### Material shown
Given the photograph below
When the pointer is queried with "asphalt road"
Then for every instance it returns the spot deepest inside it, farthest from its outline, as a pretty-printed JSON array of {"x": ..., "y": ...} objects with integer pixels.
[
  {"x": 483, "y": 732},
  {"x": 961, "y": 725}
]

--

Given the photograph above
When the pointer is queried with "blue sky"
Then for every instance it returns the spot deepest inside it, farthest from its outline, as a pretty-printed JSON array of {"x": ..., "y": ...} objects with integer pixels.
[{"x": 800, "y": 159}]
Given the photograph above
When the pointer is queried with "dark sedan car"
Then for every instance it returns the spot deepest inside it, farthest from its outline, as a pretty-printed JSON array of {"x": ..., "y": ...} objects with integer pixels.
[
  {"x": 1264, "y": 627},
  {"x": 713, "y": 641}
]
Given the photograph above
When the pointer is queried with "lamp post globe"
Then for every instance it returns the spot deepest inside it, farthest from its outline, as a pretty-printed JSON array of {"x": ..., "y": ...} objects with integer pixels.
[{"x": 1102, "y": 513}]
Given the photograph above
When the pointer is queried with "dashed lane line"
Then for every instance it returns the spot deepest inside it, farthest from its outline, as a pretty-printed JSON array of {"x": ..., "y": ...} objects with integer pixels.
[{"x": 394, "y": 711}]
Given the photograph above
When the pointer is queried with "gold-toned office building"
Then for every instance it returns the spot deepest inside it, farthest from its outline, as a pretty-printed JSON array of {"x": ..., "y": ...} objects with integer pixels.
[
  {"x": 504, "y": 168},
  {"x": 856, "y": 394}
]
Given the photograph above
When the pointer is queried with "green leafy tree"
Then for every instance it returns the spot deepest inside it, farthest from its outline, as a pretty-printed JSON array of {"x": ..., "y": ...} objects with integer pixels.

==

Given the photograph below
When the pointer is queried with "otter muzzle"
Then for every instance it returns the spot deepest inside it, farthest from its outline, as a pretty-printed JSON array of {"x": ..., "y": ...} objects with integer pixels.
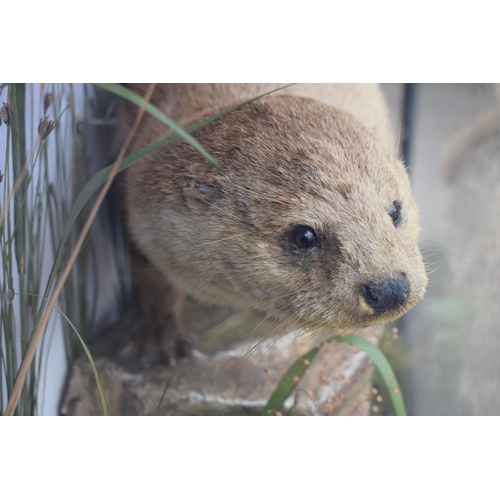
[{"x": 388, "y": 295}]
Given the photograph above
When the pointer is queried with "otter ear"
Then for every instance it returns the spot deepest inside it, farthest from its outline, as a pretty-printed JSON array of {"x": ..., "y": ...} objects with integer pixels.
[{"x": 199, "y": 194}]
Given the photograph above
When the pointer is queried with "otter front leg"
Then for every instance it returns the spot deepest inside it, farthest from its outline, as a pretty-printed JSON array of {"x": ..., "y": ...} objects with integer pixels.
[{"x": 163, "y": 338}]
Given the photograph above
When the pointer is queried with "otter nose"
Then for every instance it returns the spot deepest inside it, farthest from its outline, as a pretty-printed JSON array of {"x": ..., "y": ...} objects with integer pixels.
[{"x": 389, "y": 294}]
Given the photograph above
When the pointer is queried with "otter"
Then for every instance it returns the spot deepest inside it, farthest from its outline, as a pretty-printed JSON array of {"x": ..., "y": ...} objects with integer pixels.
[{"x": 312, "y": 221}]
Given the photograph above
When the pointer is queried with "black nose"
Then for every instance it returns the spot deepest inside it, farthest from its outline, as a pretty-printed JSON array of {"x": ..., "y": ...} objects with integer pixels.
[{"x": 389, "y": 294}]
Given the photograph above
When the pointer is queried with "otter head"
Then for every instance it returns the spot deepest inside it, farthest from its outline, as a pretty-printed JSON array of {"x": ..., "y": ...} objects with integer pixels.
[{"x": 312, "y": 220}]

### What you will do
Which of the lines above carry the string "nose"? Copy every one.

### Written answer
When the pointer is queried with "otter nose"
When the pointer is queried with "black nose"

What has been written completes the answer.